* What is needed
Each record below must be returned exactly as shown.
BEGIN Data shown
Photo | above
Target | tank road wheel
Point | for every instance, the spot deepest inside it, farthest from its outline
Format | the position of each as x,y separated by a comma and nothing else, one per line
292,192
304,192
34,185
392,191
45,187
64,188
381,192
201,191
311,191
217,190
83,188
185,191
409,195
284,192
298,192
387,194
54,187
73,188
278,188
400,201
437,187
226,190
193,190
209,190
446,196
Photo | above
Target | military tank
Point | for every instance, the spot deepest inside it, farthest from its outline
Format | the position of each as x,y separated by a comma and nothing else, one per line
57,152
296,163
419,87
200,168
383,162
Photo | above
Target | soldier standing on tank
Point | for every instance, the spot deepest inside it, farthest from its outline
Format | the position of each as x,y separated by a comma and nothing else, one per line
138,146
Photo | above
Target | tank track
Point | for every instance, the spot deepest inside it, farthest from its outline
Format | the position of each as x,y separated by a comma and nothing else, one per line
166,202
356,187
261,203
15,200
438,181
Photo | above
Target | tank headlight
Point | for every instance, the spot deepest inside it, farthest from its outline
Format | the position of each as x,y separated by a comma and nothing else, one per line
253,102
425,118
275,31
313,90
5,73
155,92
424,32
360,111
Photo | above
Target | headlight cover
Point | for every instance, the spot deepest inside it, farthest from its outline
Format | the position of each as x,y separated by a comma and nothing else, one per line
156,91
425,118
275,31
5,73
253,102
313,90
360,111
END Data shown
* Task output
Photo | above
Target | tank road wheel
Point | for every instance, the spot deepest inside it, farthest from its outline
Format | the position of each as x,y separated by a comma and nothing else, one per line
292,192
304,192
34,185
392,191
45,187
64,188
381,192
201,191
311,191
217,190
83,188
185,191
409,195
284,192
298,192
387,194
54,187
73,188
278,188
400,201
437,187
226,190
193,190
209,190
446,196
Photo | above
Target | military tank
Point | for every instance, the spot deepest inside it, farthest from its outline
Format | the position of each as x,y separated by a comma and nothing else, one per line
57,152
296,163
419,87
200,168
383,162
Photo | above
Target | soldier standing on tank
Point | for every instance, the spot deepest inside it, farthest from its outline
Format | the position of each as x,y separated by a comma and nothing else, one per line
138,146
Photo | above
Target | tank track
Point | for every instance, the spot deepest inside it, farthest from its outline
Format | the position of each as x,y separated by a comma and nothing else, one per line
166,202
356,187
261,203
15,200
438,181
Photo | above
Target | tank headlight
Point | for every instance, the spot deepest inside it, farthest from its outline
Format | the position of each as x,y separated by a comma and nothing else, one per line
253,102
425,118
275,31
313,90
5,73
155,92
424,32
360,111
Photo | above
Target | headlight cover
Point | for every instance, the spot deepest inside it, farthest from its outline
Format | the position of each as x,y separated by a comma and nothing else, one per line
156,91
425,118
275,31
5,73
253,102
313,90
360,111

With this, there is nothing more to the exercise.